___ Stored data ___
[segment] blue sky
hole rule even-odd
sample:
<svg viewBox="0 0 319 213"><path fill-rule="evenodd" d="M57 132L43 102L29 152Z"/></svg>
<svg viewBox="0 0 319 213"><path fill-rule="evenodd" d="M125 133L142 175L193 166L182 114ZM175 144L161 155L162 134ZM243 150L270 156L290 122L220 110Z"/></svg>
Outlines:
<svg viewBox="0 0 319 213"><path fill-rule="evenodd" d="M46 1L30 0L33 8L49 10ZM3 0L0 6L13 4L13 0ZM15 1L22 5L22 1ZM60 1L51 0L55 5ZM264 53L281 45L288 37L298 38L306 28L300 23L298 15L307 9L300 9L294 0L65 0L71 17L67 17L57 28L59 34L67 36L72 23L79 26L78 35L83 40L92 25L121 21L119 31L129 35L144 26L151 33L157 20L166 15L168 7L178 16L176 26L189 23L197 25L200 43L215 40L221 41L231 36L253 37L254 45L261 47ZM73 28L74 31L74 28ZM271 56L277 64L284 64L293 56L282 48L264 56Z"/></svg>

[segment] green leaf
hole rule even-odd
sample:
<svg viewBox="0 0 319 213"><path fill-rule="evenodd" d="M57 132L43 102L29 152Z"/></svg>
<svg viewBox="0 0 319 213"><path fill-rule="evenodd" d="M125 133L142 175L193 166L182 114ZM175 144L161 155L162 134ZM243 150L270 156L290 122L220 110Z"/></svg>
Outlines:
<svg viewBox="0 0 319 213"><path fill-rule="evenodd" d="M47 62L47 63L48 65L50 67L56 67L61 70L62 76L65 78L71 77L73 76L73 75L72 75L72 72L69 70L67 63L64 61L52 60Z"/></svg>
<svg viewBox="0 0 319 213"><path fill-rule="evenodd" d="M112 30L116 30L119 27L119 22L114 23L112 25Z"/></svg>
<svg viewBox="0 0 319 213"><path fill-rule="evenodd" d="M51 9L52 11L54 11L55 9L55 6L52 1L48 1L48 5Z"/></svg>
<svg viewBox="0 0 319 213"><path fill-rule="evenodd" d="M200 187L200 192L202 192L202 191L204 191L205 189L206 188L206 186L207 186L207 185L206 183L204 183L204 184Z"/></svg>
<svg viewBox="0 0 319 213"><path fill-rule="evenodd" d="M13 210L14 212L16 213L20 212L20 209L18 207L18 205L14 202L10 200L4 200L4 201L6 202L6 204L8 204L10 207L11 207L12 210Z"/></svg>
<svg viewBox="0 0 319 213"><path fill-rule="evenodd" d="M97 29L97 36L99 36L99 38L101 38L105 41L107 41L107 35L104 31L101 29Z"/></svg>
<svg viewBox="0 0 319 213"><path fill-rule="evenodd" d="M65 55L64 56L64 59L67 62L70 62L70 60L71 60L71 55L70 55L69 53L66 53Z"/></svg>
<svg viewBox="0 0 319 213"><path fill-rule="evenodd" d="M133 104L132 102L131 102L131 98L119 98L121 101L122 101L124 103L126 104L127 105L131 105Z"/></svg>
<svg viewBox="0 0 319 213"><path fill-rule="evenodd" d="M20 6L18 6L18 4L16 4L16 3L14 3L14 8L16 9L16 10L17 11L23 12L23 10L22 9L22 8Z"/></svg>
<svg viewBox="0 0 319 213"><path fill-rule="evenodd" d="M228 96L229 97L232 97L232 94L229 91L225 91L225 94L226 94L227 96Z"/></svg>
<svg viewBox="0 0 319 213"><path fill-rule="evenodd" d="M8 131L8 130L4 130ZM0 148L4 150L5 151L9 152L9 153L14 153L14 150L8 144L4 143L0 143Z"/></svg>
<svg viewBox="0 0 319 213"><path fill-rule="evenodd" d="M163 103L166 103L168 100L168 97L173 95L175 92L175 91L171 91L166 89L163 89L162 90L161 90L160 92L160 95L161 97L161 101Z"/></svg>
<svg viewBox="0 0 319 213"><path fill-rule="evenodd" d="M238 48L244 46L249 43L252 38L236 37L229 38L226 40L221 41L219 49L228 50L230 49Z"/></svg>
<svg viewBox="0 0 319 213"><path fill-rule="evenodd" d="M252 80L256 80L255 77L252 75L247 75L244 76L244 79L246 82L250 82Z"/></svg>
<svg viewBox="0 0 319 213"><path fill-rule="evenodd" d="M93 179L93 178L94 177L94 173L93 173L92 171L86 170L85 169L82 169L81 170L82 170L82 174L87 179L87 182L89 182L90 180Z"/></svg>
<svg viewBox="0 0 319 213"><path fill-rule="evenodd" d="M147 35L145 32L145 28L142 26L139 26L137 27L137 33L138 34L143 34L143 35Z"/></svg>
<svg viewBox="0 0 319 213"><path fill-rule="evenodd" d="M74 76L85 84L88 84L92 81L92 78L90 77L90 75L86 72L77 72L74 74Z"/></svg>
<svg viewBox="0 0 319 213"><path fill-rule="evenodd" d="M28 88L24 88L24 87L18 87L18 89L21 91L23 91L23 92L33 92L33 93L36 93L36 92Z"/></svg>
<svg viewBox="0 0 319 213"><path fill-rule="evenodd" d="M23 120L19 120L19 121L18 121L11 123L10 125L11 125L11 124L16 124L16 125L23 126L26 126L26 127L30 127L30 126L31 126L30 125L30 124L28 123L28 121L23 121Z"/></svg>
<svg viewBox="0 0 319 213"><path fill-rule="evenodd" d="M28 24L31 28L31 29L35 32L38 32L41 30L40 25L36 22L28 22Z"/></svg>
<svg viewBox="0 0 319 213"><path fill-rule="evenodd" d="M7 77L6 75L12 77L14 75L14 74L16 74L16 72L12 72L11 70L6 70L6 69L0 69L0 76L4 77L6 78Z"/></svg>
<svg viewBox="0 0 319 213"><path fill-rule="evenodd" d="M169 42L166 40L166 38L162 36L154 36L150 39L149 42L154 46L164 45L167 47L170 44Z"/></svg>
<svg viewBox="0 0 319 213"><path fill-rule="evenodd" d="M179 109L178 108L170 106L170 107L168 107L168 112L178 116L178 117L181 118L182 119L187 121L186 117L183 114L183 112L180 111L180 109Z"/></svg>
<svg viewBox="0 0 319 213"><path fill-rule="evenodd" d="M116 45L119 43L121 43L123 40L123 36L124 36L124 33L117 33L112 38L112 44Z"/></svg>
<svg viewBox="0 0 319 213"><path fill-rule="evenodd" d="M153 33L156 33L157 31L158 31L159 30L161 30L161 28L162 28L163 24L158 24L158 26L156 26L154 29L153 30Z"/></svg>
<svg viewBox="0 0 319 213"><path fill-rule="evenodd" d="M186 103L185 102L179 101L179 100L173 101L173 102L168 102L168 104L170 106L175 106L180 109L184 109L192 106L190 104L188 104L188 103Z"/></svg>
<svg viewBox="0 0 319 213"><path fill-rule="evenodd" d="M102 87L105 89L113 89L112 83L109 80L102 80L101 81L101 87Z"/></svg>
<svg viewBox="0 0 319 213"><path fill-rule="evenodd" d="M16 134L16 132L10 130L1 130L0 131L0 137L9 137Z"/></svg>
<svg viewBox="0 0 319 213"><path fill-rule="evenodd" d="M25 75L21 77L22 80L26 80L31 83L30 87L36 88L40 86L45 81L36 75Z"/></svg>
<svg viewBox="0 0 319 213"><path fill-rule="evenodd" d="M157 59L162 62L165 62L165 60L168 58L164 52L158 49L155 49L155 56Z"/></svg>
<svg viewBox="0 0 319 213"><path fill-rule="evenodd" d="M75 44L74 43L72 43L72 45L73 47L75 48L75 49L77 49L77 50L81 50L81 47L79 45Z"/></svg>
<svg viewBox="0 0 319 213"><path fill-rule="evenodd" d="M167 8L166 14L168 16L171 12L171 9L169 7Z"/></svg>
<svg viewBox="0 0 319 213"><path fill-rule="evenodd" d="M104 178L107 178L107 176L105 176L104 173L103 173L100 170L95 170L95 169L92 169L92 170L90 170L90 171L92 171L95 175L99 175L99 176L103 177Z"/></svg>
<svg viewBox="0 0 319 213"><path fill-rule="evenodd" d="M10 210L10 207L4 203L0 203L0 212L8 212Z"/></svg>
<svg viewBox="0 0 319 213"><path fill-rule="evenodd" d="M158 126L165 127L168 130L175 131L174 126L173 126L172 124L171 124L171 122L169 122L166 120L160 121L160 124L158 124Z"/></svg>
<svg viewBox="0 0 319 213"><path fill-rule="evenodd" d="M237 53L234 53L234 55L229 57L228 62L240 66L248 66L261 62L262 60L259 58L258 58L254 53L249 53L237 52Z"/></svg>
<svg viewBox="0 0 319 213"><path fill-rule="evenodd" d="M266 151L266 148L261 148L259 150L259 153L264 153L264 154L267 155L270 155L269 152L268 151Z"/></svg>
___
## Written instruction
Copy the data from the line that contains "[segment] green leaf" through the line that contains "55L64 56L64 59L67", with both of those lines included. Reproduce each line exactly as it appears, and leave out every line before and after that range.

## Task answer
[segment] green leaf
hole rule even-odd
sample:
<svg viewBox="0 0 319 213"><path fill-rule="evenodd" d="M57 132L43 102L29 152Z"/></svg>
<svg viewBox="0 0 319 213"><path fill-rule="evenodd" d="M125 133L142 175L193 166L182 114ZM175 144L161 155L162 134ZM243 150L270 156L290 122L220 110Z"/></svg>
Outlines:
<svg viewBox="0 0 319 213"><path fill-rule="evenodd" d="M47 62L47 63L48 65L50 67L56 67L61 70L62 76L65 78L71 77L73 76L73 75L72 75L72 72L69 70L67 63L64 61L52 60Z"/></svg>
<svg viewBox="0 0 319 213"><path fill-rule="evenodd" d="M112 30L116 30L119 27L119 22L114 23L112 25Z"/></svg>
<svg viewBox="0 0 319 213"><path fill-rule="evenodd" d="M51 9L52 11L54 11L55 9L55 6L52 1L48 1L48 5Z"/></svg>
<svg viewBox="0 0 319 213"><path fill-rule="evenodd" d="M200 187L200 192L202 192L202 191L204 191L205 189L206 188L206 186L207 186L207 185L206 183L204 183L204 184Z"/></svg>
<svg viewBox="0 0 319 213"><path fill-rule="evenodd" d="M13 210L14 212L16 213L20 212L20 209L18 207L18 205L14 202L10 200L4 200L4 201L6 202L6 204L8 204L10 207L11 207L12 210Z"/></svg>
<svg viewBox="0 0 319 213"><path fill-rule="evenodd" d="M97 29L97 36L99 36L99 38L101 38L105 41L107 41L107 35L104 31L101 29Z"/></svg>
<svg viewBox="0 0 319 213"><path fill-rule="evenodd" d="M65 55L64 56L64 59L67 62L70 62L70 60L71 60L71 55L70 55L69 53L66 53Z"/></svg>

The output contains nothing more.